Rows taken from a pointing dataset
****************
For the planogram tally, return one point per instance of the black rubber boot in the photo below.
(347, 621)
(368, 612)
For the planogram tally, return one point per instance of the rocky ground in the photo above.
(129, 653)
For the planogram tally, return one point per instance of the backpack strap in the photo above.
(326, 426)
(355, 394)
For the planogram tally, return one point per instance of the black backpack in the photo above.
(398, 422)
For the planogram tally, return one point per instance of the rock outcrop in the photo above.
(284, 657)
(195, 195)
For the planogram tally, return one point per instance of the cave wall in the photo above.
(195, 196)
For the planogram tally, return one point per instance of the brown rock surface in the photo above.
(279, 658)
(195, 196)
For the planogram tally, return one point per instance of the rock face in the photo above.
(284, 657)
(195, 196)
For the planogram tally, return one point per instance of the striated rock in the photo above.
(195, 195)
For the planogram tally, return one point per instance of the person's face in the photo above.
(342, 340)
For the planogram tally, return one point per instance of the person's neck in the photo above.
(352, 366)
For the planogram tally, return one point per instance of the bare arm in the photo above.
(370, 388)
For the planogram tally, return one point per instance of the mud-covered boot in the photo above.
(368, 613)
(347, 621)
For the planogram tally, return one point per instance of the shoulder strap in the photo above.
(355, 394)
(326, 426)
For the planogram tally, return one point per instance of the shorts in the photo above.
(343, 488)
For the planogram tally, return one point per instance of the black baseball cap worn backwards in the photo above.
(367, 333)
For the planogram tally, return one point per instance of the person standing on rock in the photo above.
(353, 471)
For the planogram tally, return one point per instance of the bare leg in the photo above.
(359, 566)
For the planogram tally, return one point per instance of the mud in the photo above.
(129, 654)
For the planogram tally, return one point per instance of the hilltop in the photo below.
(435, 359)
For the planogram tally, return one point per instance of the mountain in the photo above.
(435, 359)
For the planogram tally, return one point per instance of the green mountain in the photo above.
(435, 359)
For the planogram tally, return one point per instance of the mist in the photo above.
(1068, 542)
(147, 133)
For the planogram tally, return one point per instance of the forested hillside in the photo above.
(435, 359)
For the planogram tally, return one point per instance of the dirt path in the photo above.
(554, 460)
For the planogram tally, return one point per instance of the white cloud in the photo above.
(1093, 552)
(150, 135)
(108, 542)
****************
» **TASK STATEMENT**
Reproduce all of the data above word for word, keeping every line in its original order.

» **EXERCISE ANSWER**
For the planogram tally, return one point per instance of the black rubber boot in the photo below.
(347, 621)
(368, 612)
For the planogram tally, return one point per instance of the rocky ground in the photo above.
(129, 653)
For the planogram tally, return one point per instance of the backpack strap in the photo above.
(326, 426)
(355, 394)
For the planogram tally, return one point per instance of the black backpack in the photo above.
(398, 422)
For the planogram tally, return one point per instance of the rock outcrop in the photo above.
(284, 657)
(195, 195)
For the planogram tally, return one point per instance of the cave wall in the photo above.
(195, 196)
For the planogram tally, return one point per instance of the brown rock surface in the photo above.
(279, 658)
(195, 196)
For the planogram tally, return one point per instance of the rock face in the photo above.
(284, 657)
(195, 196)
For the planogram tally, return one point per instance of the striated rock in the photo above.
(195, 195)
For the planogram tally, return one point per instance of the person's face in the photo above.
(342, 340)
For the planogram tally, return one point per instance of the person's neck in the photo above.
(352, 366)
For the planogram tally, return one point per instance of the bare arm in the photo above.
(370, 388)
For the planogram tally, return one point per instance of the mud-covered boot in the photo above.
(368, 613)
(347, 621)
For the planogram tally, return one point per instance of the shoulder strap in the photo above.
(355, 394)
(326, 426)
For the planogram tally, return one point per instance of the shorts in the photo above.
(343, 488)
For the planogram tally, return one point per instance of the black baseball cap worn backwards in the photo above.
(367, 333)
For the planogram tally, return one point per instance of the person standing on rock in the photo above.
(353, 471)
For the planogram tally, return one point per instance of the bare leg in the photo above.
(359, 566)
For the planogram tally, return one point per instance of the mud in the photo above.
(129, 654)
For the planogram tally, return one point per instance of the hilltop in the photo below.
(435, 359)
For the planogram tally, return one point per instance of the mountain in the photo above.
(435, 359)
For the planogram tally, return one point per instance of the green mountain in the photo above.
(435, 359)
For the planogram tally, return one point per instance of the mist in the photo above.
(1068, 542)
(147, 133)
For the planogram tally, return one point per instance of the forested hillside in the photo above.
(435, 359)
For the planogram tally, return one point per instance of the dirt path in the photo above.
(554, 460)
For the planogram tally, return one point per instance of the white cloud in the photo above.
(1093, 552)
(150, 135)
(108, 542)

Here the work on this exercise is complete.